Given data

== == ==

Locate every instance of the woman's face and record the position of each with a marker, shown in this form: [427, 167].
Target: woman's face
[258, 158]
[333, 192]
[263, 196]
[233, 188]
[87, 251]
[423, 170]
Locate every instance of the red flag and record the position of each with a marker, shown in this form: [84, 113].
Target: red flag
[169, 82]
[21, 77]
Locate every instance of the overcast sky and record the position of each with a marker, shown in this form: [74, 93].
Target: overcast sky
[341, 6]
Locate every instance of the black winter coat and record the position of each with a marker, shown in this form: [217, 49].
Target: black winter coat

== == ==

Written instruction
Update all of the entries above by replacing each "Target" with "Label", keeping everything else the same.

Exercise answer
Locate every instance of the woman's face and record the position of each with a marker, shown in this form: [427, 167].
Label: woman's face
[258, 158]
[333, 192]
[263, 196]
[233, 188]
[87, 251]
[423, 170]
Locate every instance of the red flag and record the position of each with a marker, shown in this form: [84, 113].
Label: red flag
[169, 82]
[21, 77]
Locate every instance of the overcast sky and record the position of each with a marker, shown in this form: [74, 93].
Label: overcast sky
[341, 6]
Locate every instance of the black winter coat and record the position of each with a marker, shown in this form: [217, 49].
Label: black winter coat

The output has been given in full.